- **WRITTEN EXERCISE**: Please write out all of the lines below again, requests included, with each bounding box coordinate in the answers multiplied by 1.3 and rounded to a whole number, halves rounding up. Leave the pictures out of your answer.

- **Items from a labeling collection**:
- - -

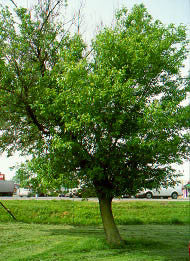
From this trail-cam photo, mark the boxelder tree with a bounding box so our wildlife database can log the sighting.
[0,1,189,246]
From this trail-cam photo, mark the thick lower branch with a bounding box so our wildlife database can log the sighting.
[25,104,50,135]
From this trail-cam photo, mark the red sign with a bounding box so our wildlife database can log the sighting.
[0,173,5,180]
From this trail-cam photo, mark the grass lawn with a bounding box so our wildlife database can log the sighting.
[0,200,190,225]
[0,200,190,261]
[0,223,189,261]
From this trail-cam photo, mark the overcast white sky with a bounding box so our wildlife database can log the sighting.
[0,0,190,180]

- - -

- **OUTPUT OF THE TASK**:
From this trail-cam photo, mark the boxelder tree with a bounding box so our wildlife database can log the sighting.
[0,1,246,320]
From this trail-cam photo, mark the thick lower branch with a bounding box so our wildlife database can log the sighting.
[33,135,65,176]
From this trail-cam photo, mark the red sign with a bounding box so our wildlife database can log the sighting.
[0,225,7,234]
From this trail-cam photo, mark the grass lawn with a bounding box so our wildlife database can log the sighting.
[0,260,247,293]
[0,260,247,339]
[0,290,246,339]
From this trail-cam photo, mark the overcast white sky with a bounding box so our wildlife database can log the sighting.
[0,0,247,234]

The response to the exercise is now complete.